- Data shown:
● ● ●

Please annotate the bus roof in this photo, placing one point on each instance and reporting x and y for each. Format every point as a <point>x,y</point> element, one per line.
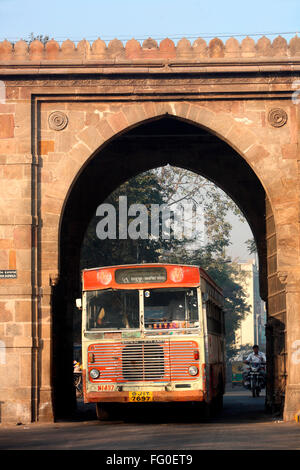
<point>161,276</point>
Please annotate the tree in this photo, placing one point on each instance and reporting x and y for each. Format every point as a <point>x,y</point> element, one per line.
<point>143,189</point>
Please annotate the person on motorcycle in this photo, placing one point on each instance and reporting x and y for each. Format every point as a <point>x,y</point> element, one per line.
<point>256,356</point>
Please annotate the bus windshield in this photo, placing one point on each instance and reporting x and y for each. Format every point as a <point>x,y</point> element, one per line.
<point>112,309</point>
<point>171,308</point>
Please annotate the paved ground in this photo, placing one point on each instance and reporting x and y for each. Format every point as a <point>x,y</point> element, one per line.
<point>242,425</point>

● ● ●

Turn every line of the items above into one numbered list, leaving out blank lines and the pictures.

1. Please annotate the bus roof in this photo, placing one point on each instance and reporting x and y for each. Format every point as a <point>x,y</point> element, one per line.
2. <point>161,276</point>
3. Please annotate the tree in this photo, placing one point on each instance and reporting x and y for each. Format every point as a <point>x,y</point> element, one per line.
4. <point>143,189</point>
5. Please annotate the person on motorcycle in this photo, placing one point on each instance and reporting x and y for each. Format every point as a <point>x,y</point> element, one per line.
6. <point>256,356</point>
7. Please annotate the bus windshield in this photo, placing one point on each instance and reporting x and y for each. Format every point as a <point>x,y</point> element, one per line.
8. <point>112,309</point>
9. <point>171,308</point>
10. Please annotate the paved ground in this photo, placing one point on each instance and reporting x and y for each. Format every point as a <point>x,y</point> element, one per line.
11. <point>242,425</point>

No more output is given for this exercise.